_Work order_.
Your copy should hold exactly the lines from the beginning of the listing below through the line with "Target = man's arm", without any pictures.

_Material for this task_.
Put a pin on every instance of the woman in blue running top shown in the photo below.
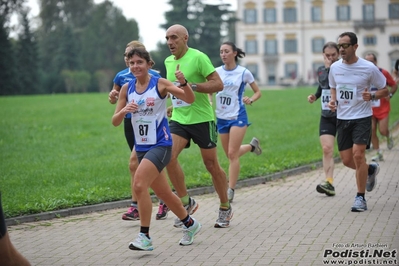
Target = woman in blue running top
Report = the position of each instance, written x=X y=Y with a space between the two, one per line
x=145 y=98
x=120 y=79
x=232 y=119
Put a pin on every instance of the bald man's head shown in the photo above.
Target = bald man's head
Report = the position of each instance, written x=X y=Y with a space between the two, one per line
x=176 y=39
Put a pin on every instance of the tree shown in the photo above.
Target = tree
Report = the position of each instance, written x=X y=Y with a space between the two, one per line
x=8 y=75
x=7 y=7
x=27 y=55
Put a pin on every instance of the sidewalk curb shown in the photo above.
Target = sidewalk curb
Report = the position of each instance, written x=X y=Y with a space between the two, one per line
x=125 y=203
x=193 y=192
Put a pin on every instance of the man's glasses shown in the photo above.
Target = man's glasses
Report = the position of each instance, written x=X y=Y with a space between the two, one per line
x=343 y=45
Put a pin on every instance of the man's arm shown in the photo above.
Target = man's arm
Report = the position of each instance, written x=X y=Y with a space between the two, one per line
x=213 y=84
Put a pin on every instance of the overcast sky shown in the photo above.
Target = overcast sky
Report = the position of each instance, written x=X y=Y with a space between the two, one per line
x=149 y=14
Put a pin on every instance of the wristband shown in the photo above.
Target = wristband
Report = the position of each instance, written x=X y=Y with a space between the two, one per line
x=184 y=84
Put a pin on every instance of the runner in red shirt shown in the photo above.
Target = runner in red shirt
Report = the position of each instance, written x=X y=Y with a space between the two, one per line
x=381 y=110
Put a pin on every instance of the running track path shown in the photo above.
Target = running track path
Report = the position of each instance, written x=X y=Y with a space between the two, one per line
x=283 y=222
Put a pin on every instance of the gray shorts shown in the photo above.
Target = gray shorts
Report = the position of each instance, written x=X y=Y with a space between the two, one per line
x=159 y=156
x=357 y=131
x=204 y=134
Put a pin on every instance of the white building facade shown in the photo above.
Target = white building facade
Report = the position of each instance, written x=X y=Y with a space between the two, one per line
x=283 y=39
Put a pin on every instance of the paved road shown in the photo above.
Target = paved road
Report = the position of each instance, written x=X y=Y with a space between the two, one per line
x=282 y=222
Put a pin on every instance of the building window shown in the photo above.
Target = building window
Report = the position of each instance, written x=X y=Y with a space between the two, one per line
x=253 y=68
x=250 y=16
x=393 y=11
x=368 y=12
x=316 y=14
x=370 y=40
x=271 y=47
x=343 y=13
x=317 y=45
x=290 y=46
x=394 y=39
x=289 y=14
x=269 y=15
x=251 y=47
x=291 y=70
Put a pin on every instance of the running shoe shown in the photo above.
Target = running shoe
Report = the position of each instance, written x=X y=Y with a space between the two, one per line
x=390 y=141
x=189 y=233
x=225 y=216
x=378 y=157
x=360 y=204
x=191 y=208
x=142 y=242
x=230 y=194
x=132 y=214
x=372 y=179
x=162 y=211
x=256 y=144
x=326 y=188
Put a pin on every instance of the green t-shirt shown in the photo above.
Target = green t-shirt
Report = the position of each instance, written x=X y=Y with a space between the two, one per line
x=196 y=66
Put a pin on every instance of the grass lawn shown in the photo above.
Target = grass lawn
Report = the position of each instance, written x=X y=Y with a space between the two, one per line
x=61 y=151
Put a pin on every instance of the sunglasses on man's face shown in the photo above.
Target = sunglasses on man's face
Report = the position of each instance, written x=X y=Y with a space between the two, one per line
x=343 y=45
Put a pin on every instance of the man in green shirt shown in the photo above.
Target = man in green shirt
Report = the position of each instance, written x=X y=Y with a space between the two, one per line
x=194 y=121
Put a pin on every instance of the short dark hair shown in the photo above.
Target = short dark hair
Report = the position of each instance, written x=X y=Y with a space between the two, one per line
x=141 y=52
x=373 y=55
x=330 y=45
x=352 y=36
x=240 y=52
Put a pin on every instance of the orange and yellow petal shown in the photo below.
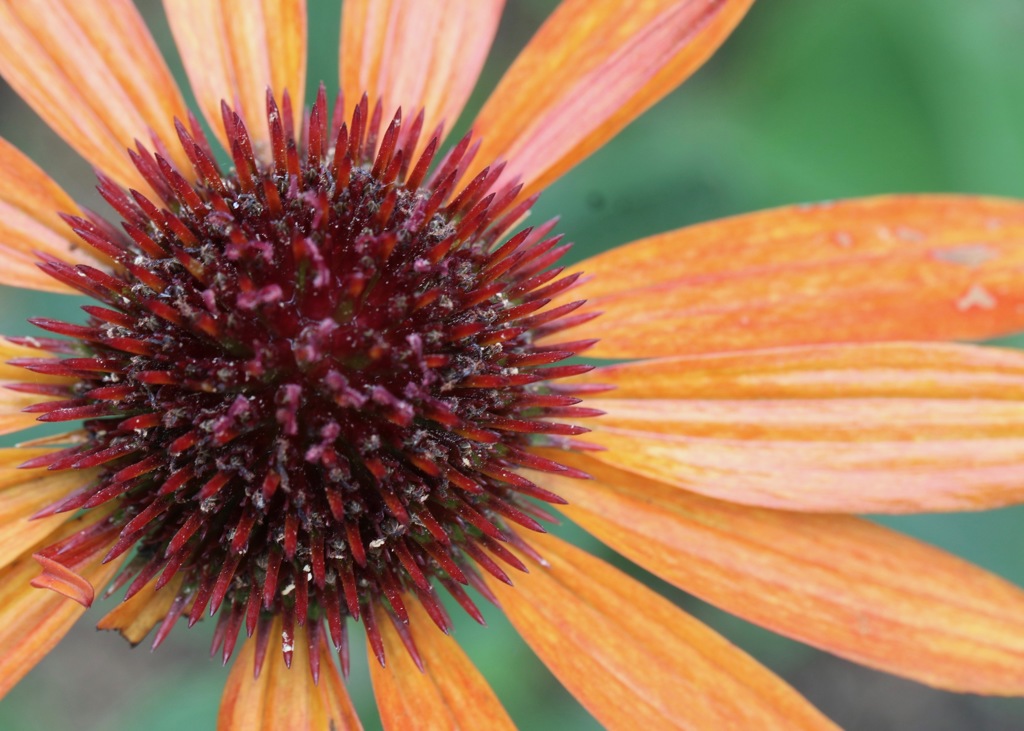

_Result of the task_.
Put a pin on every instance of the woman in blue running top shown in the photo below.
Target = woman in blue running top
Report = the position of each instance, written x=X y=Y with a space between the two, one per line
x=145 y=98
x=120 y=79
x=232 y=119
Put a pin on every instance of the bald man's head shown in the photo above.
Target = bald man's head
Report = the position of each instance, written x=X y=Y with a space between the two, one per line
x=176 y=39
Put a pin on every instance of the tree shown in the photo above.
Target = tree
Report = the position of each instance, written x=X y=Y with a space between the two, one per line
x=8 y=75
x=7 y=7
x=27 y=55
Put a pin on every instance of the sidewalk curb shown in the photo above.
Target = sidewalk curb
Report = the position of each instance, written x=X y=Y with a space between the two, one per line
x=125 y=203
x=193 y=192
Put a pin on every instance of the man's glasses shown in the photo above.
Target = man's glasses
Report = the position of each instance, written x=X y=Y with a space between the two, one per line
x=343 y=45
Put a pin on every instance of the man's arm shown in the photo above.
Target = man's arm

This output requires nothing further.